EXERCISE OBJECTIVE
Your task is to transcribe each record exactly and to omit every image.

(Items from a data source)
=======
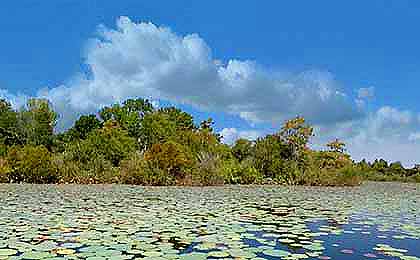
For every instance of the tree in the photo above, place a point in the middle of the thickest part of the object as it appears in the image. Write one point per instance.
(337, 146)
(270, 154)
(380, 165)
(207, 125)
(163, 125)
(83, 126)
(128, 115)
(242, 149)
(37, 121)
(296, 134)
(9, 132)
(31, 164)
(170, 157)
(396, 168)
=======
ANSWER BOX
For every instance of the tree in the photo above, place a point in the middle of the thickest part of the object as it appears in the image. Write one point per instance.
(337, 146)
(270, 154)
(380, 165)
(207, 125)
(163, 125)
(83, 126)
(128, 115)
(242, 149)
(37, 121)
(296, 134)
(9, 132)
(31, 164)
(170, 157)
(396, 168)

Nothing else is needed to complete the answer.